┌─ RECORDS TO USE
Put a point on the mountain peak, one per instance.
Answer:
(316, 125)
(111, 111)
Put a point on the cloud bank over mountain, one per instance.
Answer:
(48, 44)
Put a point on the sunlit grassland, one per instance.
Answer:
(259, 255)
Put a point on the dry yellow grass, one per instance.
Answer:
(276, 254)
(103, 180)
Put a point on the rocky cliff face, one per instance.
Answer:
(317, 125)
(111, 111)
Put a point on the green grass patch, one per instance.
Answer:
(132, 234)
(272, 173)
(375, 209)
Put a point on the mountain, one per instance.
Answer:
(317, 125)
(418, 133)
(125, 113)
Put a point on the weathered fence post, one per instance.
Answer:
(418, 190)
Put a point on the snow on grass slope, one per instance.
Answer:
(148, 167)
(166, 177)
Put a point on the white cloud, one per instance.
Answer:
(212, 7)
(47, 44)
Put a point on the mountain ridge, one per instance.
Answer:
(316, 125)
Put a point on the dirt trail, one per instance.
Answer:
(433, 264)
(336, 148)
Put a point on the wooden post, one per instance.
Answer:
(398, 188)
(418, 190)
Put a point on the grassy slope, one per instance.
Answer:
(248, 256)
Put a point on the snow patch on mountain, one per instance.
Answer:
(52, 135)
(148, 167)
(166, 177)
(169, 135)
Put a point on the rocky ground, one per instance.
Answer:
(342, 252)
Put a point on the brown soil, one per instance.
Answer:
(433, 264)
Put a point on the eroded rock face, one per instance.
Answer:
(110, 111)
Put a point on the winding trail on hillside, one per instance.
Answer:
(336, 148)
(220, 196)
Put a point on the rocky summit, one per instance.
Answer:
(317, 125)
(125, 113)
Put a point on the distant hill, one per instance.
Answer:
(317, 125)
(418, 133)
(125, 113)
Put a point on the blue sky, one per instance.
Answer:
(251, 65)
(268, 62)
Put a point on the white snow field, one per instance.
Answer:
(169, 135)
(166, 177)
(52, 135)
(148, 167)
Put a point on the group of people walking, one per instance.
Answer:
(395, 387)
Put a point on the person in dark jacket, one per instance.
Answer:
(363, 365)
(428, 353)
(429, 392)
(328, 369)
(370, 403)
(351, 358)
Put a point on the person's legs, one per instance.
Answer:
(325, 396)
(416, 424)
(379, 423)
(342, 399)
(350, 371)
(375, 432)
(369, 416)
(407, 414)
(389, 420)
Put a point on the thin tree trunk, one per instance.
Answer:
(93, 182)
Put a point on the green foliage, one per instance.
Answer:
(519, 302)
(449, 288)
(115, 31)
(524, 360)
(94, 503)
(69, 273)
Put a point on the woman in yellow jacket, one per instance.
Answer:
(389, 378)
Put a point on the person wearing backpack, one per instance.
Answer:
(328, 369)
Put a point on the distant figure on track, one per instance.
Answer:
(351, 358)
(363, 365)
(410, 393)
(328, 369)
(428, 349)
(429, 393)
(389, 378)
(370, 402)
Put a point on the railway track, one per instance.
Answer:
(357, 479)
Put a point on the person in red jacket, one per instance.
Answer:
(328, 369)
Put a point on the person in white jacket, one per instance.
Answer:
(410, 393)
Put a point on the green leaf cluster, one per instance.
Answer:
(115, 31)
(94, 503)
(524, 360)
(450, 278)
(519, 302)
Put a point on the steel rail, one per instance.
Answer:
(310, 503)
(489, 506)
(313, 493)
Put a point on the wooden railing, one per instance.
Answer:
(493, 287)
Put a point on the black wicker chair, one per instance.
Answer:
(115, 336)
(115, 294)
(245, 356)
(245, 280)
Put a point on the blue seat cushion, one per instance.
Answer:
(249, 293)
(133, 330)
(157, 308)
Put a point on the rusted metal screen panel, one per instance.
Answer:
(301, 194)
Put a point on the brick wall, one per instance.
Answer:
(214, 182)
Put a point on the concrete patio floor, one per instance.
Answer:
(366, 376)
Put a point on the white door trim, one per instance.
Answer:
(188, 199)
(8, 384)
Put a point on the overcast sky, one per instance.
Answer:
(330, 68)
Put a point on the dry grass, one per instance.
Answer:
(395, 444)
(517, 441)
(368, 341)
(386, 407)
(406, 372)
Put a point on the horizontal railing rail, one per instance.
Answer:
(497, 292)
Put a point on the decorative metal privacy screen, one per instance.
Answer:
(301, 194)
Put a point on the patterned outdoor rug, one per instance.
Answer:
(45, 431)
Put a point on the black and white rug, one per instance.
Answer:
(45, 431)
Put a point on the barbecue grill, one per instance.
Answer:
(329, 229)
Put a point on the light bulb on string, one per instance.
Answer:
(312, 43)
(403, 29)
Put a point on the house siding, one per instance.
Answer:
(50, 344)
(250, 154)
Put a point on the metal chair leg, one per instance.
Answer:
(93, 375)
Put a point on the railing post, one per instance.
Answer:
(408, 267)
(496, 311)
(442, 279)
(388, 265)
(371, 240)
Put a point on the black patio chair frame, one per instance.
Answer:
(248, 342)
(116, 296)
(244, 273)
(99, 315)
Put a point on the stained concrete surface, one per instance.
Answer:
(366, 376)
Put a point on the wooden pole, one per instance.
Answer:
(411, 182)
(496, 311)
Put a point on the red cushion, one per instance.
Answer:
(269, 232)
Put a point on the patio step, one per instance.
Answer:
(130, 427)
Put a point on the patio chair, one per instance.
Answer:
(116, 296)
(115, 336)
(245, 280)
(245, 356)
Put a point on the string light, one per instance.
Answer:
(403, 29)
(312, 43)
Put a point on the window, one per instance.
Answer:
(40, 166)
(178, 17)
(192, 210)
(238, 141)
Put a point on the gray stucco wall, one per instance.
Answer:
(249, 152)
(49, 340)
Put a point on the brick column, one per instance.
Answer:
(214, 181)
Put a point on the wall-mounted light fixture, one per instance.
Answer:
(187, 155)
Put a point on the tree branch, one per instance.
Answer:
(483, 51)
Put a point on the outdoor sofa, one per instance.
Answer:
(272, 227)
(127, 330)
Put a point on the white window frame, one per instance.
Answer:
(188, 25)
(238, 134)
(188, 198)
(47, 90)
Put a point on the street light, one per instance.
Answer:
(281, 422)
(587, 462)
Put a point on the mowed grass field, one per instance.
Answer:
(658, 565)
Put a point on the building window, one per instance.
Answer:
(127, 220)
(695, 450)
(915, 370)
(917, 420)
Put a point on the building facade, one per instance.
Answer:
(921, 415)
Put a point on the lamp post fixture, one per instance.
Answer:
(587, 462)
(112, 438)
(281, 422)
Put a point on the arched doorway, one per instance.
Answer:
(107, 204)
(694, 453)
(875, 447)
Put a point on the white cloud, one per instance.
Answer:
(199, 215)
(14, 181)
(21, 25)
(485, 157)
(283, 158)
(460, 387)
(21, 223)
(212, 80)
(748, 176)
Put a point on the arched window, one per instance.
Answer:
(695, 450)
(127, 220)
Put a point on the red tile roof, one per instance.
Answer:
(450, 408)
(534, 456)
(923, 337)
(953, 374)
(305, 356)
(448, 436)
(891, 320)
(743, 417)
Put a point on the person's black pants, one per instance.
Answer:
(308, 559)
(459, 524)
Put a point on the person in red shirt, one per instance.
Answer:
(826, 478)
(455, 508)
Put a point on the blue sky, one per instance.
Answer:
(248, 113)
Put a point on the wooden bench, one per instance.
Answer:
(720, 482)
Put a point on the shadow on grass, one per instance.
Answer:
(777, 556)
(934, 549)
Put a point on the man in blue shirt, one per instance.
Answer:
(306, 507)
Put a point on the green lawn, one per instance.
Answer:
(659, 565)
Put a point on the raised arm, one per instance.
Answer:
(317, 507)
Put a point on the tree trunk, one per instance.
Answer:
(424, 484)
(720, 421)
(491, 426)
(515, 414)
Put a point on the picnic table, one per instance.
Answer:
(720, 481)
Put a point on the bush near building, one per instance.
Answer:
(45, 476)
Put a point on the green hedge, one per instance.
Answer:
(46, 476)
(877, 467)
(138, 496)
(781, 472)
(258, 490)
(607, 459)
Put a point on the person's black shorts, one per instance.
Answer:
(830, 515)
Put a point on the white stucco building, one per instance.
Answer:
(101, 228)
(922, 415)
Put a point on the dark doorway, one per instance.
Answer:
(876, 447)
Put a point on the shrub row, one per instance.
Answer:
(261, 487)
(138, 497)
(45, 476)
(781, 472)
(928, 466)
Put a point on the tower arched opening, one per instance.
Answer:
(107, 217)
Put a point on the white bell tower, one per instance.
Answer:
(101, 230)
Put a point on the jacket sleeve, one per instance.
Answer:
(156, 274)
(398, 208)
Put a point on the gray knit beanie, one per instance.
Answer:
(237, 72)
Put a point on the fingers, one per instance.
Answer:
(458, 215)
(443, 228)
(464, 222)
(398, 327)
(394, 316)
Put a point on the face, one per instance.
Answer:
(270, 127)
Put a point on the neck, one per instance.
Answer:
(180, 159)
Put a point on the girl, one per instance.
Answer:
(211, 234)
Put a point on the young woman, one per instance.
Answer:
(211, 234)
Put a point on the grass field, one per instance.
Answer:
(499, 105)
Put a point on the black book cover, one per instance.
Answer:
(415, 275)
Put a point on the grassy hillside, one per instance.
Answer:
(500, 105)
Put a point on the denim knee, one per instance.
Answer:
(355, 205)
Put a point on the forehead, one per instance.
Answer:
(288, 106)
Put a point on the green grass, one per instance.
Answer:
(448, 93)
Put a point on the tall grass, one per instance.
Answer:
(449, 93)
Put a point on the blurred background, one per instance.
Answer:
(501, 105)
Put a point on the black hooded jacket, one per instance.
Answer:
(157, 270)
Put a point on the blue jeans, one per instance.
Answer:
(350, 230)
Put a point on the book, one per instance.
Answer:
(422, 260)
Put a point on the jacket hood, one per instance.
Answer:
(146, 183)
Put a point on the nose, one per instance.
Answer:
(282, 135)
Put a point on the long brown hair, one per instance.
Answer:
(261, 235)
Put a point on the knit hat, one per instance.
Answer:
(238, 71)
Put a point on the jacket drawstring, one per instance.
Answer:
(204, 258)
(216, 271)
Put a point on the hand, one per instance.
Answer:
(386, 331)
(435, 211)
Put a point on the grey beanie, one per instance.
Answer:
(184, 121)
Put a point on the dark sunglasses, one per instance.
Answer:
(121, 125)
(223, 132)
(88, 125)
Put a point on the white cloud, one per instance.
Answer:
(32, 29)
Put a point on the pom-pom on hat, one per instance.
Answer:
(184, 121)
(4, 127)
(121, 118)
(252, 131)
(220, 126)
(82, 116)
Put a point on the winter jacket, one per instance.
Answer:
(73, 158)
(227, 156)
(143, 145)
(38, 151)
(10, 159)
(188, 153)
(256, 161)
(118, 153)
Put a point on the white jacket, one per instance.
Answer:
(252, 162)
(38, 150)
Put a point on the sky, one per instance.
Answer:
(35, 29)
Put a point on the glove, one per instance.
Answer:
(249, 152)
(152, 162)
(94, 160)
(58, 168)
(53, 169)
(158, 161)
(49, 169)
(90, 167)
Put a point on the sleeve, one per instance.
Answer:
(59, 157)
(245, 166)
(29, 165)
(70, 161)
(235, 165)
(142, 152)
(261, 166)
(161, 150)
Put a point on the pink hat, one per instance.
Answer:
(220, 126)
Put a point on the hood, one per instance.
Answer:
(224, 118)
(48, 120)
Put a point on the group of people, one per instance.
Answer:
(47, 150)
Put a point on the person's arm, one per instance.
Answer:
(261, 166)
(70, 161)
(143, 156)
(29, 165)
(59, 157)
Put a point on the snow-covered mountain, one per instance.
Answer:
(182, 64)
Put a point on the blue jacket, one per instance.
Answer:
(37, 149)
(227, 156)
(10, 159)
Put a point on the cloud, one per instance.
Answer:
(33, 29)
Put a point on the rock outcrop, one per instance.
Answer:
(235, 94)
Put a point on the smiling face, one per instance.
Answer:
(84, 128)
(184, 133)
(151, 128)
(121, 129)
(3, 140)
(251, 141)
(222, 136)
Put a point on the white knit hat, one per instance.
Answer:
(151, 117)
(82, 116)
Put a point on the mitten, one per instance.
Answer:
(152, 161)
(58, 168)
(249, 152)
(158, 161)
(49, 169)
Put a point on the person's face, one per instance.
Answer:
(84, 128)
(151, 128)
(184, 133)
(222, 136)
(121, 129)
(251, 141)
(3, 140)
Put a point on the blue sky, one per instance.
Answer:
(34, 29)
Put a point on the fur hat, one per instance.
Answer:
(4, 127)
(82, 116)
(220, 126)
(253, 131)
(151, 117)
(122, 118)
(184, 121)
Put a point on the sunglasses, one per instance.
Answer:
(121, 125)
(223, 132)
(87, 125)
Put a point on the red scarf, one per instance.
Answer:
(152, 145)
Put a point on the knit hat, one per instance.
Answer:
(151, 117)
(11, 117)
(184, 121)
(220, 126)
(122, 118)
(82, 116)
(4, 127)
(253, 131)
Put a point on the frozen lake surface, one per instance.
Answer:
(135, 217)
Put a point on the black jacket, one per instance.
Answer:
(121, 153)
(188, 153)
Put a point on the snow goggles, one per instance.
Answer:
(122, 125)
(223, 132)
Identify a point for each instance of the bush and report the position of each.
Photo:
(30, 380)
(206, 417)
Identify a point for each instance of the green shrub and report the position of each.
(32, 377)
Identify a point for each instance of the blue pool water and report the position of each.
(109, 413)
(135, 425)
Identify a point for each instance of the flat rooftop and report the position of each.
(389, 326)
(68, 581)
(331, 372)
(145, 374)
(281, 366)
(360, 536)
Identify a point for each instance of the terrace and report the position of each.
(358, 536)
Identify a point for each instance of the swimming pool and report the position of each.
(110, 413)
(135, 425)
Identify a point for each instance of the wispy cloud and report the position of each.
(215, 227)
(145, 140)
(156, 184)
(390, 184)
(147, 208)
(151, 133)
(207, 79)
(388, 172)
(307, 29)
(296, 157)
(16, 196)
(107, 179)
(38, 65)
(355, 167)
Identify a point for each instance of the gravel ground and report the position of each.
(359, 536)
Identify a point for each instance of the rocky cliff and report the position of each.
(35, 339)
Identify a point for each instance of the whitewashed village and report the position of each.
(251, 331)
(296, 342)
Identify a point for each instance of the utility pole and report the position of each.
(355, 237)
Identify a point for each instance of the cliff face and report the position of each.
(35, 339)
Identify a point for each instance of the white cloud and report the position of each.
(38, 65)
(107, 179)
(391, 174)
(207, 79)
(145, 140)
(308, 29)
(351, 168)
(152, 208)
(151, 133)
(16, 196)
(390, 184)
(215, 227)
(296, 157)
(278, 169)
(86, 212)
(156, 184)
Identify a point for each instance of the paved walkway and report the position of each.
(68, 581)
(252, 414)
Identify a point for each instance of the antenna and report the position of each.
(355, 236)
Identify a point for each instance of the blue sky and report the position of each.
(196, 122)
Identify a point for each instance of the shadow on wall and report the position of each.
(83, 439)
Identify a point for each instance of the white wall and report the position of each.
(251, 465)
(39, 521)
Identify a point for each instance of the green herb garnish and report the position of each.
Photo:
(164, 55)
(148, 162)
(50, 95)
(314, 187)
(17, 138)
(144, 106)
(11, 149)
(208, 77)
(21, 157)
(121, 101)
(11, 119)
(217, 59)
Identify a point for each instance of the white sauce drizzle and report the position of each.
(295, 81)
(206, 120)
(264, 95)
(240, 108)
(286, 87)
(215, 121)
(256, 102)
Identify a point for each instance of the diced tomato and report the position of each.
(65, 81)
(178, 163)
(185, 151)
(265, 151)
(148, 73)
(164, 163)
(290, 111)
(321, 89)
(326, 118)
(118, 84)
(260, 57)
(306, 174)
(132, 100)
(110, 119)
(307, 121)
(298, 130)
└─
• YOUR ASSIGNMENT:
Work through the material above and count the lines that contain the word "sunglasses". Only the number is to be given.

• OUTPUT:
2